■ Extract to read:

•••

As far as the increase in RAS point mutation prevalence is concerned, this has been reported only by Jung et al (5), whereas in the series of Mathur et al (7), the rate of these mutations is very low and absolutely stable over the years. A possible explanation for this inconsistency may be due to different methods used in the two studies and a higher sensitivity of Jung's method.

Unfortunately, the data on RAS mutations are missing in the papers of both Smyth et al (6) and Romei et al (8). However, there is evidence that RAS point mutations, although more typical of FTC (24), are also present in a rather high percentage of the follicular variant of PTC, particularly in the encapsulated form (38%) with respect to the nonencapsulated form (10%) (25). According to these findings and to the observation that the follicular variant of PTC has been increased by 173% over the last decades (12), it is conceivable that Jung et al (5) found a significant increase of RAS mutations. No reasons have been postulated for the great “explosion” of this variant but, again, we can identify two possibilities: 1) over the years a revision of the criteria to define the histology of thyroid cancer has been made, and many cases previously diagnosed as FTC have been revised and diagnosed as follicular variant of PTC; and 2) the discovery of a series of less aggressive PTC characterized by the presence of RAS mutation. We are in favor of this last hypothesis because the follicular variant of PTC is mainly found in nodules with a microfollicular cytological pattern, classified today as THY3 according to the new cytological classifications. Currently, there is general agreement to operate on all THY3 cases because of the 20% probability of malignancy; this attitude, which has been applied also for very small nodules, could explain, at least in part, both the increase of the follicular variant of PTC and in general as well the increase of small indolent PTC that likely would have been ignored in the pre-ultrasound and pre-fine needle aspiration era.

Other than a significantly different molecular profile, Jung et al (5) also showed an increased prevalence of small PTC and a significant decrease of extrathyroidal extension and advanced tumor stage. These data are in agreement with those derived from one of the largest series of well-differentiated thyroid cancer in which clinical and pathological features were compared in two groups according to the year of diagnosis (before or after 1989) (26). These findings are strongly suggestive of an improvement over the decades of the healthcare system that likely has determined not only an anticipation of diagnosis but also the discovery of small indolent PTC.

•••

■ Exercise requirements:
(1) Explain why, in the thyroid cancer passage, the authors favor the second explanation for the rise in the follicular variant of PTC.
(2) Write out the thyroid cancer passage from "Other than a" to "small indolent PTC.".

•••

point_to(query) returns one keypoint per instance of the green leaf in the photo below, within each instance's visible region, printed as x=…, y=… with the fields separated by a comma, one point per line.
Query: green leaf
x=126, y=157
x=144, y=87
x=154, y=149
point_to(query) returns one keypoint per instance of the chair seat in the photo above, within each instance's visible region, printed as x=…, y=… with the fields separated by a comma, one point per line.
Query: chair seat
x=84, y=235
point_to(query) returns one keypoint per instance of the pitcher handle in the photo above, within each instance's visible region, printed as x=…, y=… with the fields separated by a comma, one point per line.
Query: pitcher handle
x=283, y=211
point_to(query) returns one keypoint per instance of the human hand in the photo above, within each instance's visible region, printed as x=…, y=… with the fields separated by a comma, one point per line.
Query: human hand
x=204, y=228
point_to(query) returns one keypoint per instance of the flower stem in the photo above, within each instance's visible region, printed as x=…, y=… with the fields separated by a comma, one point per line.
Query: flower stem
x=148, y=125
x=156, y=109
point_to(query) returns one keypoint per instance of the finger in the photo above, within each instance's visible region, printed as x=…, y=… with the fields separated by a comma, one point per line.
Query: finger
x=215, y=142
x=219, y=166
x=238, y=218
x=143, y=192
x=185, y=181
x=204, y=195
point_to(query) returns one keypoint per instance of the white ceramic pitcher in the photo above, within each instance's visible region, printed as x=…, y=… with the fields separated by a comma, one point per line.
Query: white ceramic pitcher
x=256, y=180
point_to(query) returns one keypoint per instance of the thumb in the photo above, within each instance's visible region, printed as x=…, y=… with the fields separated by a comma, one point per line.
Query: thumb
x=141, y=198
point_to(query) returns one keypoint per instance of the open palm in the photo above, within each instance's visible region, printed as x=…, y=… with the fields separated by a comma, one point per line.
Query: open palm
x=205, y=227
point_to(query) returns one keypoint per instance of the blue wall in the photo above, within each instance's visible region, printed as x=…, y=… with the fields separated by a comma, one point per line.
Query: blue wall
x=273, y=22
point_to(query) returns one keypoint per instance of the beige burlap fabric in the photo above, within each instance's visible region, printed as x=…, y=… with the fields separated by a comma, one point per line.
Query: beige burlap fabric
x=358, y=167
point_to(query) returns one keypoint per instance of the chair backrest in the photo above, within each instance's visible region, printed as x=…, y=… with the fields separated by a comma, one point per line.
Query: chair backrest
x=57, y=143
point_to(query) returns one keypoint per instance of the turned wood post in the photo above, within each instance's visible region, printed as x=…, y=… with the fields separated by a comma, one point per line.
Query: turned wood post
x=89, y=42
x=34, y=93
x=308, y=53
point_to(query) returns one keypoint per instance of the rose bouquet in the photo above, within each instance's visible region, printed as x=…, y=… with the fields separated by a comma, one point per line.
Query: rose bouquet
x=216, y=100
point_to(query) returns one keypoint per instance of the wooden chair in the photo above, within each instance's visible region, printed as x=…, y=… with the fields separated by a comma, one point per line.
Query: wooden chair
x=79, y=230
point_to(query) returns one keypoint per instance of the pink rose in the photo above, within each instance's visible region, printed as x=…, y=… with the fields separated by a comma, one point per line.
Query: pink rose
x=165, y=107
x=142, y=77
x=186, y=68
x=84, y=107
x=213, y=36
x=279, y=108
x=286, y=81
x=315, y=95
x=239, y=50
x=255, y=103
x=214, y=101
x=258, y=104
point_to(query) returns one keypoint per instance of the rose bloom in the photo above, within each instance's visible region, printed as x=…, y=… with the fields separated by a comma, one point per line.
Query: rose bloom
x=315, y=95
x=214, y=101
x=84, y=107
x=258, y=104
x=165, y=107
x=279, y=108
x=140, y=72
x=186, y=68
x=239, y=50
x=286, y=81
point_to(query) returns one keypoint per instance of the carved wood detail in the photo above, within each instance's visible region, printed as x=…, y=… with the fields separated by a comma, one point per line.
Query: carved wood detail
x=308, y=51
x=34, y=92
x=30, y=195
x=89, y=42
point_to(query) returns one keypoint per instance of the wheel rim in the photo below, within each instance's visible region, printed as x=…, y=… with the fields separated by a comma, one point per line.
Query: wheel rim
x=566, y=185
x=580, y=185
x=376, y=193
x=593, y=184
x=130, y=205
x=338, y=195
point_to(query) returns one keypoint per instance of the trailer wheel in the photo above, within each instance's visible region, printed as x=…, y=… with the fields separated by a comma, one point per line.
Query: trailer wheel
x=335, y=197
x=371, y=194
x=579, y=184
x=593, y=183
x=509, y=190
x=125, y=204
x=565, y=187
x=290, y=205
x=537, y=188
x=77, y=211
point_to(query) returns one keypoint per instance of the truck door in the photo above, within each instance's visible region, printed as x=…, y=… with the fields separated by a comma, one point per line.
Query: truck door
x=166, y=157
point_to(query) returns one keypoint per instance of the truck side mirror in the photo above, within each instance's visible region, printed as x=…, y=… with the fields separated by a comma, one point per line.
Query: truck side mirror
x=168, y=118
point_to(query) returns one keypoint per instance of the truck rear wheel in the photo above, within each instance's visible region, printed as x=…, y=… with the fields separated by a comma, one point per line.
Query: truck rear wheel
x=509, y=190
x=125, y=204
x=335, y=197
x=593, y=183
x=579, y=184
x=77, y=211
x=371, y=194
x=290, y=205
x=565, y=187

•••

■ Answers per task:
(1) They favor it because the follicular variant of PTC is mainly found in nodules with a microfollicular cytological pattern, which are now classified as THY3. All THY3 cases are generally operated on because of their 20% probability of malignancy, even when the nodules are very small. This could partly explain the increase in the follicular variant and in small indolent PTC that would likely have been missed before ultrasound and fine needle aspiration.

(2)
Other than a significantly different molecular profile, Jung et al (5) also showed an increased prevalence of small PTC and a significant decrease of extrathyroidal extension and advanced tumor stage. These data are in agreement with those derived from one of the largest series of well-differentiated thyroid cancer in which clinical and pathological features were compared in two groups according to the year of diagnosis (before or after 1989) (26). These findings are strongly suggestive of an improvement over the decades of the healthcare system that likely has determined not only an anticipation of diagnosis but also the discovery of small indolent PTC.